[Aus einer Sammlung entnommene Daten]
—————
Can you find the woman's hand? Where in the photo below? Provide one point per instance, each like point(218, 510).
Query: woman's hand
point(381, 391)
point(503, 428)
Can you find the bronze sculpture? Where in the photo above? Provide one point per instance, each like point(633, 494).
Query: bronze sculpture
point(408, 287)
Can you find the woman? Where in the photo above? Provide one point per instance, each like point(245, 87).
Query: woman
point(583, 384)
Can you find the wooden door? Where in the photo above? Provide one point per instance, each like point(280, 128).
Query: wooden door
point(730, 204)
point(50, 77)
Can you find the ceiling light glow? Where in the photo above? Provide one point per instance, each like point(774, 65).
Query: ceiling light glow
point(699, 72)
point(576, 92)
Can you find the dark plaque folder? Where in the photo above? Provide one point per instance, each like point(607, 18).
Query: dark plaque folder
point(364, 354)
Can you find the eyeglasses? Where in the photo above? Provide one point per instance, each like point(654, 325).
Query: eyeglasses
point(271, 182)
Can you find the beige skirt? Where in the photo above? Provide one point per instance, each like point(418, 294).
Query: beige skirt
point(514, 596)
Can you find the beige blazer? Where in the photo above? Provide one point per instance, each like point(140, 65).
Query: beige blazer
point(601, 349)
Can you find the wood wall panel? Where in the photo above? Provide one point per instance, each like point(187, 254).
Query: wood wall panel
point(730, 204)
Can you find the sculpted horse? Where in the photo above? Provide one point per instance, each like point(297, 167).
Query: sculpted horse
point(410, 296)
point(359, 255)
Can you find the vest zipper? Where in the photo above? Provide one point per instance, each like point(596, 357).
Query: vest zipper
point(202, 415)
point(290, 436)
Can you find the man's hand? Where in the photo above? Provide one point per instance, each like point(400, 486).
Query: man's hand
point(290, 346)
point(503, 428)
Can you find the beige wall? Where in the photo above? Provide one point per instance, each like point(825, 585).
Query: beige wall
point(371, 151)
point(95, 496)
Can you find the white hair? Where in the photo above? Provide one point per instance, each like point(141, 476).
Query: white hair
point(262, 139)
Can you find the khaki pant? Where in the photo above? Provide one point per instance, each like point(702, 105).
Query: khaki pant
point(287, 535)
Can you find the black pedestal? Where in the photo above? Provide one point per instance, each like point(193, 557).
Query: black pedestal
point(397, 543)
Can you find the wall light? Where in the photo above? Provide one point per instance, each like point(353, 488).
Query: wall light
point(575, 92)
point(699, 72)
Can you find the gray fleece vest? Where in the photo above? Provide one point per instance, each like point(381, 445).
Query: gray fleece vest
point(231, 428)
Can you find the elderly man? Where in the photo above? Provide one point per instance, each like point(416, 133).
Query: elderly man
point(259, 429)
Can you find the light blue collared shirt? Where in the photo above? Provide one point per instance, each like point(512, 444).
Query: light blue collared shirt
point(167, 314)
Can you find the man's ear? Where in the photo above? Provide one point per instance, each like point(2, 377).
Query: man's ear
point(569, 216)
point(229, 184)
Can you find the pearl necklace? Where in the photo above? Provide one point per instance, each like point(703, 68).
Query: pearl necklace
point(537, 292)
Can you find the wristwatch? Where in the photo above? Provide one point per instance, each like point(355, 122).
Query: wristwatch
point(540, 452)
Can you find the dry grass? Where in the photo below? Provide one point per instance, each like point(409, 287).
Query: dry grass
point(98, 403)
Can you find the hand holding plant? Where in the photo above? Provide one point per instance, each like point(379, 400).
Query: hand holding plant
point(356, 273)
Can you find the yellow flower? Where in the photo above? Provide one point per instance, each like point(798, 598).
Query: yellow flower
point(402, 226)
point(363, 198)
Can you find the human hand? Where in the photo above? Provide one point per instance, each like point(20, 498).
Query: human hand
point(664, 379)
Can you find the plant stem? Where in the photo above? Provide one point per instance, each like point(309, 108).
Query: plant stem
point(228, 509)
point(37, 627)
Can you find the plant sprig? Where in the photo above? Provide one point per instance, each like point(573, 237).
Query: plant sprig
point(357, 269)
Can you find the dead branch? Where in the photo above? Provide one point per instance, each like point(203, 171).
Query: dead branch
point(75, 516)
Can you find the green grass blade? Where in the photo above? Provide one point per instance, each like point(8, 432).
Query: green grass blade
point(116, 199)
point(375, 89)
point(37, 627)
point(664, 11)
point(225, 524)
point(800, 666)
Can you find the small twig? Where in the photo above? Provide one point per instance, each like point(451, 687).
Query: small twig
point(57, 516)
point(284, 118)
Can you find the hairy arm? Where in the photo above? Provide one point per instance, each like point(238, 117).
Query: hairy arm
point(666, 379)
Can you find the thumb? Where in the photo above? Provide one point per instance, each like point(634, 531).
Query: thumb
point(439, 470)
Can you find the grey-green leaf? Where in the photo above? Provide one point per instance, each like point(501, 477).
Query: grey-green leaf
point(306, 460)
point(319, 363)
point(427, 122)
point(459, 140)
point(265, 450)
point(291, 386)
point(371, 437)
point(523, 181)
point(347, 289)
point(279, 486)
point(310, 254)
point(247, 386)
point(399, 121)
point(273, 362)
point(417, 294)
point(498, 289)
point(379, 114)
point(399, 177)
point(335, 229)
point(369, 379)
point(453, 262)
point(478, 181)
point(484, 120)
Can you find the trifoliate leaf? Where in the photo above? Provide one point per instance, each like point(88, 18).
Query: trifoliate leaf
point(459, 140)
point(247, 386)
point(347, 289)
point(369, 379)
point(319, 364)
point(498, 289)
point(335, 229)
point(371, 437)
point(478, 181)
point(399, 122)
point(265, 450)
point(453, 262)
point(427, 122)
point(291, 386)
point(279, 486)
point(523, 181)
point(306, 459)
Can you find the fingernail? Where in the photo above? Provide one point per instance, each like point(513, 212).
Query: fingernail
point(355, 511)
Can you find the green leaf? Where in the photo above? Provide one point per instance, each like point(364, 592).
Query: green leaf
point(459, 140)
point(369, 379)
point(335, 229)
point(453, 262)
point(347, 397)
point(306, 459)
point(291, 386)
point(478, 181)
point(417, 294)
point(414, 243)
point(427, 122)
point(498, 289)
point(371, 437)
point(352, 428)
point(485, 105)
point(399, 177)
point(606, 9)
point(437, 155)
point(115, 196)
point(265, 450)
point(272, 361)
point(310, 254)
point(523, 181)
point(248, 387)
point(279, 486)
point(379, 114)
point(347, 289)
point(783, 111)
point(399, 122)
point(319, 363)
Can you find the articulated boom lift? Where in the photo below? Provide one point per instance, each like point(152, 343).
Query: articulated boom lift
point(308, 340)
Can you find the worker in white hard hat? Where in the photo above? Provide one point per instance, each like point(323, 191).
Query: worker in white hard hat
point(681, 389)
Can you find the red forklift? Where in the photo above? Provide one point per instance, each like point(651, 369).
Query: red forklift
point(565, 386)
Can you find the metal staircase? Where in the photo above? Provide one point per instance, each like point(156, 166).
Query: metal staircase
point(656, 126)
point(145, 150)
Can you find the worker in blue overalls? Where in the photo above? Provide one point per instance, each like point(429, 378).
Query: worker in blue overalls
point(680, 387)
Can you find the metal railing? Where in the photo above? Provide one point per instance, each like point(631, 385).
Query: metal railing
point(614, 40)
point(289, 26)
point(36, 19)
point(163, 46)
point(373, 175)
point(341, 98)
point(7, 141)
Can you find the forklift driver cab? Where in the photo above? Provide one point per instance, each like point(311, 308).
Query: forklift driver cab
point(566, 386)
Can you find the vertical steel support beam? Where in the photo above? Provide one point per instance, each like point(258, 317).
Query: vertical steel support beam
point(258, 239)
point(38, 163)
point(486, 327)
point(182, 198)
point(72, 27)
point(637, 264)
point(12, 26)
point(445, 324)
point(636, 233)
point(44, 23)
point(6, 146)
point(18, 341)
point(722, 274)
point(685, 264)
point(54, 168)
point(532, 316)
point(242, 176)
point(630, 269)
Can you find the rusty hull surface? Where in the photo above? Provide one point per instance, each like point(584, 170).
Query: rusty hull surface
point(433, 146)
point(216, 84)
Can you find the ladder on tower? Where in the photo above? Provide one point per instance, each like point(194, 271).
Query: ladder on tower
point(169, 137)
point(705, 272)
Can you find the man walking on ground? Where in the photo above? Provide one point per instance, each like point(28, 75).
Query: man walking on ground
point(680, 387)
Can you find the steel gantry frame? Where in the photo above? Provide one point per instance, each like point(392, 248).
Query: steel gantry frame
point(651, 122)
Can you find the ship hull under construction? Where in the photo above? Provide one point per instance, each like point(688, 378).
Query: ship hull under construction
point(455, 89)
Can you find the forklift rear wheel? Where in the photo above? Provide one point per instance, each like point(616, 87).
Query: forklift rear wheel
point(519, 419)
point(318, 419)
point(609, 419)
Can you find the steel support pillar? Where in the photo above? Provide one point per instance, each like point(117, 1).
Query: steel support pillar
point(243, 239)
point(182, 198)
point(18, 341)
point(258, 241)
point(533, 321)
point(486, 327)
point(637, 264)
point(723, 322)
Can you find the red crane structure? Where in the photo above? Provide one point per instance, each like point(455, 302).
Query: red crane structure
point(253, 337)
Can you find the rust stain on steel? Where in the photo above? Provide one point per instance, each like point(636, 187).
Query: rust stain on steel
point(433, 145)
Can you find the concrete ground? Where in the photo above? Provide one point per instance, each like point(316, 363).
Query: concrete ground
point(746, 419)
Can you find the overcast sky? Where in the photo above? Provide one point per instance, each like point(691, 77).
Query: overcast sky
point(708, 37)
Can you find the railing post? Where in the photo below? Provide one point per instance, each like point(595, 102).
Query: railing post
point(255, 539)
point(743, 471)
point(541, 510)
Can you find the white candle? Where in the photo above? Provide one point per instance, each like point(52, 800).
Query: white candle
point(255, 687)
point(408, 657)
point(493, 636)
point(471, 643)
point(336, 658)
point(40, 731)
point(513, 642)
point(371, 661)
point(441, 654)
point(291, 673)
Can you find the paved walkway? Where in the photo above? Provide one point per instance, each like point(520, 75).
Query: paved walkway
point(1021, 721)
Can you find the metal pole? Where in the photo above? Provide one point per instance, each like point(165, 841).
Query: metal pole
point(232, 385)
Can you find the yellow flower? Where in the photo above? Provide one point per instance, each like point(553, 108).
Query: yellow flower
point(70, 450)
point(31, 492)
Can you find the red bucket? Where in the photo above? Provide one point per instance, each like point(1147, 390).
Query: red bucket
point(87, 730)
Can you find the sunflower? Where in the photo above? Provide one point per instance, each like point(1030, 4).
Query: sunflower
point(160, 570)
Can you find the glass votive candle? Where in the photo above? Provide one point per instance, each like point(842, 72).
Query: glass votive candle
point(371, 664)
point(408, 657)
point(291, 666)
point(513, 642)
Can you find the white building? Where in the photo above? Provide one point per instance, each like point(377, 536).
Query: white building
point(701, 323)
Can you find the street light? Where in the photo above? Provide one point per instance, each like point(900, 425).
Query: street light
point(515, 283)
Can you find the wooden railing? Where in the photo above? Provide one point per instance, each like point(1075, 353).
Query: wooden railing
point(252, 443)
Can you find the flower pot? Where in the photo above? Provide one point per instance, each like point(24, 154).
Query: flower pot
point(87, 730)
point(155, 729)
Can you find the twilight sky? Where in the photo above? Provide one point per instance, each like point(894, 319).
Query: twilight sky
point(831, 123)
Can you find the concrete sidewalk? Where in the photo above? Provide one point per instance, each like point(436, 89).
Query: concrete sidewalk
—————
Ersetze in den Einträgen vom Anfang bis einschließlich der Zeile mit „point(583, 384)“ den Ausdruck „bronze sculpture“ durch „bronze statue“ und gib nur diese Zeilen wieder, sonst unverändert.

Lösung >>
Can you find the woman's hand? Where in the photo below? Provide one point per instance, each like point(218, 510).
Query: woman's hand
point(381, 391)
point(503, 428)
Can you find the bronze statue? Where in the photo above? Provide one point per instance, each like point(633, 494).
Query: bronze statue
point(408, 287)
Can you find the woman? Where in the photo above? Provide one point per instance, each like point(245, 87).
Query: woman
point(583, 384)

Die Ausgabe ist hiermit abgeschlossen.